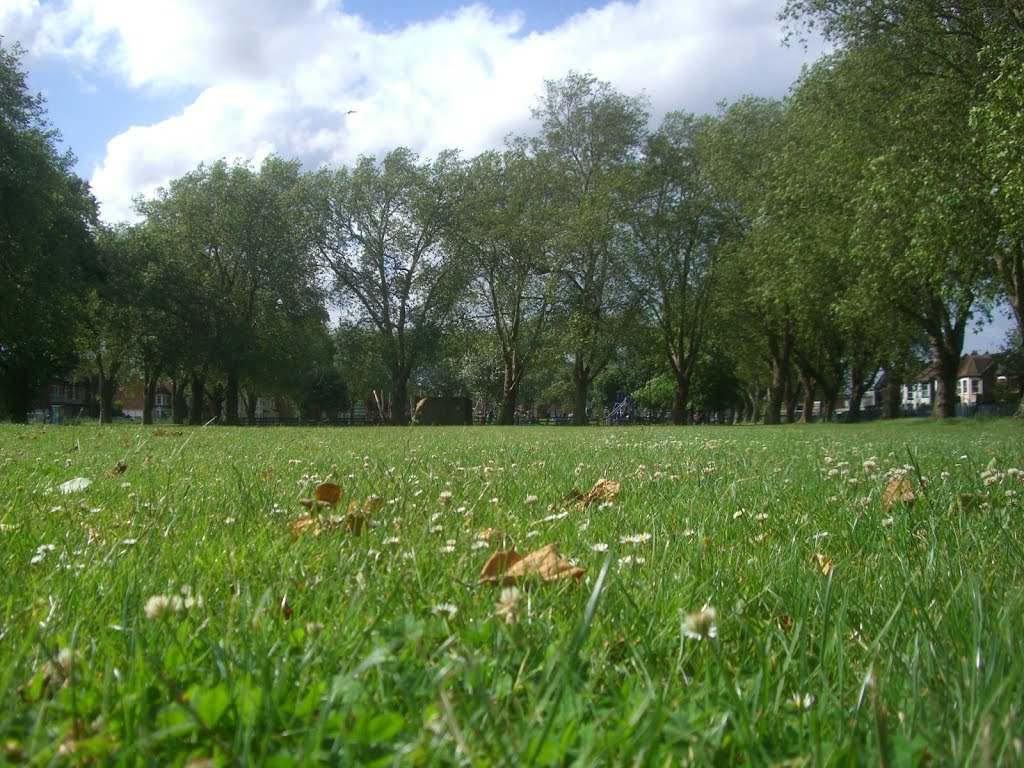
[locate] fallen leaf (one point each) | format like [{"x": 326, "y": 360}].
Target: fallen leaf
[
  {"x": 493, "y": 535},
  {"x": 899, "y": 491},
  {"x": 328, "y": 495},
  {"x": 498, "y": 563},
  {"x": 602, "y": 491},
  {"x": 509, "y": 567},
  {"x": 354, "y": 519},
  {"x": 79, "y": 483},
  {"x": 120, "y": 469},
  {"x": 824, "y": 563}
]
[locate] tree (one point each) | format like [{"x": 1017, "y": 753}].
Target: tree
[
  {"x": 504, "y": 230},
  {"x": 676, "y": 228},
  {"x": 927, "y": 210},
  {"x": 590, "y": 135},
  {"x": 740, "y": 147},
  {"x": 47, "y": 257},
  {"x": 380, "y": 231},
  {"x": 245, "y": 274}
]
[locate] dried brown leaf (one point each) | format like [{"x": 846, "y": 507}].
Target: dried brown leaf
[
  {"x": 824, "y": 563},
  {"x": 899, "y": 491},
  {"x": 494, "y": 536},
  {"x": 509, "y": 567},
  {"x": 602, "y": 491},
  {"x": 120, "y": 469},
  {"x": 329, "y": 493},
  {"x": 299, "y": 526}
]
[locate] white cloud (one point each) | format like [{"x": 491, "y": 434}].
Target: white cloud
[{"x": 282, "y": 77}]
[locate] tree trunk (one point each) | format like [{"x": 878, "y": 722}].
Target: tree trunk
[
  {"x": 892, "y": 396},
  {"x": 199, "y": 394},
  {"x": 829, "y": 393},
  {"x": 105, "y": 399},
  {"x": 776, "y": 391},
  {"x": 399, "y": 397},
  {"x": 506, "y": 413},
  {"x": 510, "y": 393},
  {"x": 217, "y": 402},
  {"x": 680, "y": 400},
  {"x": 582, "y": 387},
  {"x": 148, "y": 398},
  {"x": 809, "y": 388},
  {"x": 179, "y": 406},
  {"x": 856, "y": 396},
  {"x": 947, "y": 365},
  {"x": 231, "y": 400}
]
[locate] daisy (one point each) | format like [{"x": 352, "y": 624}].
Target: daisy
[
  {"x": 700, "y": 625},
  {"x": 635, "y": 539}
]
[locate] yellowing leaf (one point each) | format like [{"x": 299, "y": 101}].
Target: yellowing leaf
[
  {"x": 602, "y": 491},
  {"x": 354, "y": 519},
  {"x": 509, "y": 567},
  {"x": 899, "y": 491},
  {"x": 328, "y": 495},
  {"x": 120, "y": 469},
  {"x": 824, "y": 563},
  {"x": 498, "y": 563}
]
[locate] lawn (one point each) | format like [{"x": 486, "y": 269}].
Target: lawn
[{"x": 731, "y": 595}]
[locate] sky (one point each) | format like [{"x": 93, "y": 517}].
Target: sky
[{"x": 144, "y": 90}]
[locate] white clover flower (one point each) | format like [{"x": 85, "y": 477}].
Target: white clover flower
[
  {"x": 635, "y": 539},
  {"x": 558, "y": 516},
  {"x": 156, "y": 606},
  {"x": 802, "y": 701},
  {"x": 700, "y": 625}
]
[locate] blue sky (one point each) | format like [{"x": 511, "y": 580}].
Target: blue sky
[{"x": 142, "y": 91}]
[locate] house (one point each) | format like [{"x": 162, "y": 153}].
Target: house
[
  {"x": 132, "y": 399},
  {"x": 976, "y": 382},
  {"x": 65, "y": 398},
  {"x": 976, "y": 379}
]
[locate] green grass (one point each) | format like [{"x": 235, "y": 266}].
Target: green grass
[{"x": 384, "y": 649}]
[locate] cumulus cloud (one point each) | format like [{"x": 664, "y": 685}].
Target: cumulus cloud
[{"x": 286, "y": 77}]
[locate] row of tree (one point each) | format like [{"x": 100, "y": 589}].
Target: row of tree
[{"x": 772, "y": 252}]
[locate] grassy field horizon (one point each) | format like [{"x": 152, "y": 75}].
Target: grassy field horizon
[{"x": 818, "y": 594}]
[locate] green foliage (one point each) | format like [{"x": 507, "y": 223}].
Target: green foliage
[
  {"x": 47, "y": 261},
  {"x": 380, "y": 229},
  {"x": 167, "y": 614}
]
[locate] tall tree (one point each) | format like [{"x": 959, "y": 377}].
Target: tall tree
[
  {"x": 928, "y": 210},
  {"x": 677, "y": 229},
  {"x": 47, "y": 255},
  {"x": 740, "y": 147},
  {"x": 504, "y": 230},
  {"x": 589, "y": 136},
  {"x": 244, "y": 267},
  {"x": 380, "y": 232}
]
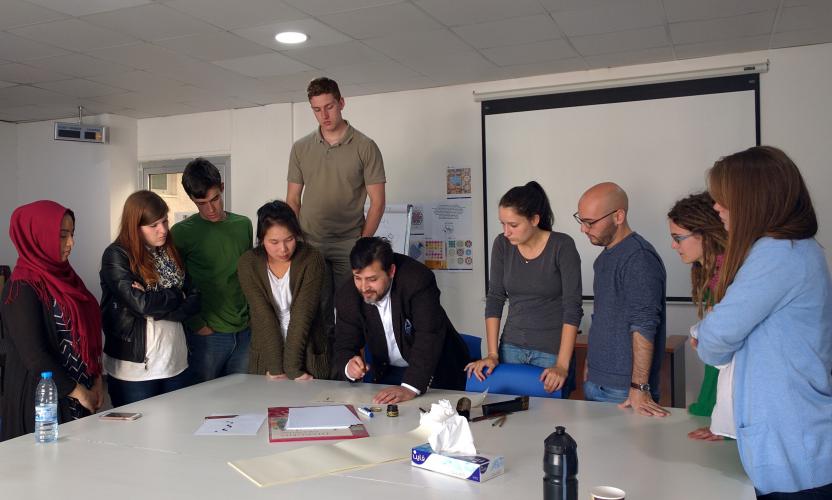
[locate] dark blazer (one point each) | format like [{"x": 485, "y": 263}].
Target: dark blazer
[
  {"x": 30, "y": 339},
  {"x": 306, "y": 348},
  {"x": 425, "y": 336},
  {"x": 124, "y": 308}
]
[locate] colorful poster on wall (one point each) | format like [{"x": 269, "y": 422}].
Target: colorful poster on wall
[{"x": 458, "y": 182}]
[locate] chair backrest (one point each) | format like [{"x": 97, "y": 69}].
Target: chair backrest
[
  {"x": 474, "y": 344},
  {"x": 513, "y": 379}
]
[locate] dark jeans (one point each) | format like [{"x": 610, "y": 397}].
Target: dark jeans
[
  {"x": 819, "y": 493},
  {"x": 123, "y": 392},
  {"x": 217, "y": 355}
]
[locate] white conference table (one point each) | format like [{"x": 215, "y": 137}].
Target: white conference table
[{"x": 158, "y": 456}]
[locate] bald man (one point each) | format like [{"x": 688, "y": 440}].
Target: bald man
[{"x": 627, "y": 334}]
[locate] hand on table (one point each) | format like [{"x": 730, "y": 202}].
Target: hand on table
[
  {"x": 553, "y": 378},
  {"x": 482, "y": 367},
  {"x": 704, "y": 434},
  {"x": 393, "y": 395},
  {"x": 643, "y": 404},
  {"x": 356, "y": 368}
]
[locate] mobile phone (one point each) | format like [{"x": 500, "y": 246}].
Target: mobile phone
[{"x": 118, "y": 415}]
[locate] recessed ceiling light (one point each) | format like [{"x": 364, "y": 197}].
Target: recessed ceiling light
[{"x": 291, "y": 37}]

○ ○ ○ ○

An exact, picture-free copy of the listing above is the goal; write it out now.

[locate] fallen leaf (one point each) | format like [{"x": 326, "y": 360}].
Target: fallen leaf
[
  {"x": 493, "y": 535},
  {"x": 899, "y": 491},
  {"x": 328, "y": 495},
  {"x": 498, "y": 563},
  {"x": 602, "y": 491},
  {"x": 509, "y": 567},
  {"x": 354, "y": 519},
  {"x": 79, "y": 483},
  {"x": 120, "y": 469},
  {"x": 824, "y": 563}
]
[locate] tree (one point each) | format like [{"x": 1017, "y": 753}].
Target: tree
[
  {"x": 504, "y": 230},
  {"x": 676, "y": 228},
  {"x": 927, "y": 210},
  {"x": 590, "y": 135},
  {"x": 740, "y": 147},
  {"x": 47, "y": 257},
  {"x": 380, "y": 231},
  {"x": 245, "y": 274}
]
[locate] dried brown leaf (one point each) | format like [{"x": 846, "y": 507}].
Target: dried brown leaf
[
  {"x": 824, "y": 563},
  {"x": 899, "y": 491},
  {"x": 494, "y": 536},
  {"x": 509, "y": 567},
  {"x": 602, "y": 491},
  {"x": 120, "y": 469},
  {"x": 329, "y": 493},
  {"x": 299, "y": 526}
]
[locate] white cloud (one point each) | format like [{"x": 491, "y": 434}].
Target: white cloud
[{"x": 282, "y": 77}]
[locate] tree trunk (one point each) | format like [{"x": 878, "y": 722}].
Target: tree trunk
[
  {"x": 892, "y": 396},
  {"x": 199, "y": 394},
  {"x": 829, "y": 393},
  {"x": 105, "y": 399},
  {"x": 776, "y": 391},
  {"x": 399, "y": 397},
  {"x": 506, "y": 413},
  {"x": 510, "y": 393},
  {"x": 217, "y": 402},
  {"x": 680, "y": 400},
  {"x": 582, "y": 387},
  {"x": 148, "y": 398},
  {"x": 809, "y": 388},
  {"x": 179, "y": 406},
  {"x": 856, "y": 396},
  {"x": 947, "y": 365},
  {"x": 231, "y": 400}
]
[locate] daisy (one point each) | format like [{"x": 352, "y": 624}].
Target: daisy
[
  {"x": 700, "y": 625},
  {"x": 635, "y": 539}
]
[locate] yellowing leaf (one point each) | format like [{"x": 299, "y": 101}].
Target: yellowing leaf
[
  {"x": 602, "y": 491},
  {"x": 354, "y": 519},
  {"x": 509, "y": 567},
  {"x": 899, "y": 491},
  {"x": 328, "y": 495},
  {"x": 120, "y": 469},
  {"x": 824, "y": 563},
  {"x": 498, "y": 563}
]
[locate] lawn (one point each) | format like [{"x": 486, "y": 269}].
Target: lawn
[{"x": 731, "y": 595}]
[locate] sky (one point each) | format like [{"x": 93, "y": 517}].
Target: sky
[{"x": 144, "y": 90}]
[locate] white clover flower (one point each) | format like [{"x": 85, "y": 477}].
Target: white clover flower
[
  {"x": 635, "y": 539},
  {"x": 558, "y": 516},
  {"x": 156, "y": 606},
  {"x": 802, "y": 701},
  {"x": 700, "y": 625}
]
[locate] blue sky (one point each) | format like [{"x": 511, "y": 580}].
Target: blue sky
[{"x": 142, "y": 91}]
[locate] house (one point each) | format like [{"x": 162, "y": 153}].
Target: house
[
  {"x": 132, "y": 399},
  {"x": 976, "y": 382},
  {"x": 65, "y": 398},
  {"x": 976, "y": 379}
]
[locate] green grass (one point each) | format like [{"x": 235, "y": 266}].
Target: green grass
[{"x": 384, "y": 649}]
[locate] cumulus cloud (one point each) | format like [{"x": 664, "y": 685}].
Target: cumulus cloud
[{"x": 286, "y": 77}]
[locate] row of tree (one point each) | format like [{"x": 100, "y": 589}].
Target: row of tree
[{"x": 772, "y": 252}]
[locate] grassy field horizon (one point each) | format like [{"x": 152, "y": 75}].
Target: grassy field horizon
[{"x": 818, "y": 594}]
[locate] green foliage (one point each) | format like [{"x": 507, "y": 223}].
Target: green foliage
[
  {"x": 47, "y": 261},
  {"x": 380, "y": 229},
  {"x": 167, "y": 614}
]
[locate] tall tree (one point each) | format like [{"x": 959, "y": 377}].
Target: tall tree
[
  {"x": 928, "y": 210},
  {"x": 677, "y": 229},
  {"x": 47, "y": 255},
  {"x": 740, "y": 147},
  {"x": 504, "y": 230},
  {"x": 589, "y": 136},
  {"x": 244, "y": 267},
  {"x": 380, "y": 232}
]
[locate] dark blazer (one point each) | format like [{"x": 485, "y": 263}].
Target: dark blazer
[
  {"x": 30, "y": 339},
  {"x": 306, "y": 348},
  {"x": 425, "y": 336},
  {"x": 124, "y": 308}
]
[locate] colorful poster on wall (one point each) | format like [{"x": 269, "y": 422}].
Target: colorful poster on wall
[{"x": 458, "y": 182}]
[locate] chair backrest (one point each) | format like [{"x": 97, "y": 69}].
Target: chair backrest
[
  {"x": 474, "y": 344},
  {"x": 513, "y": 379}
]
[locate] dark jeans (one point each) | format like [{"x": 610, "y": 397}].
Target: dark jeans
[
  {"x": 819, "y": 493},
  {"x": 123, "y": 392},
  {"x": 217, "y": 355}
]
[locate] white conference table (one point each) | format like [{"x": 215, "y": 137}].
Target: white conference table
[{"x": 158, "y": 456}]
[locate] bald man (one point each) | format like [{"x": 688, "y": 440}].
Target: bald man
[{"x": 627, "y": 334}]
[locate] hand on table (one point each) | format like [{"x": 730, "y": 202}].
Target: hand on table
[
  {"x": 553, "y": 378},
  {"x": 482, "y": 367},
  {"x": 704, "y": 434},
  {"x": 393, "y": 395},
  {"x": 643, "y": 404},
  {"x": 356, "y": 368}
]
[locate] mobile phone (one point each) | format like [{"x": 500, "y": 246}].
Target: mobile phone
[{"x": 118, "y": 415}]
[locate] recessed ceiling light (one point each) | format like [{"x": 364, "y": 197}].
Target: recessed ceiling light
[{"x": 291, "y": 37}]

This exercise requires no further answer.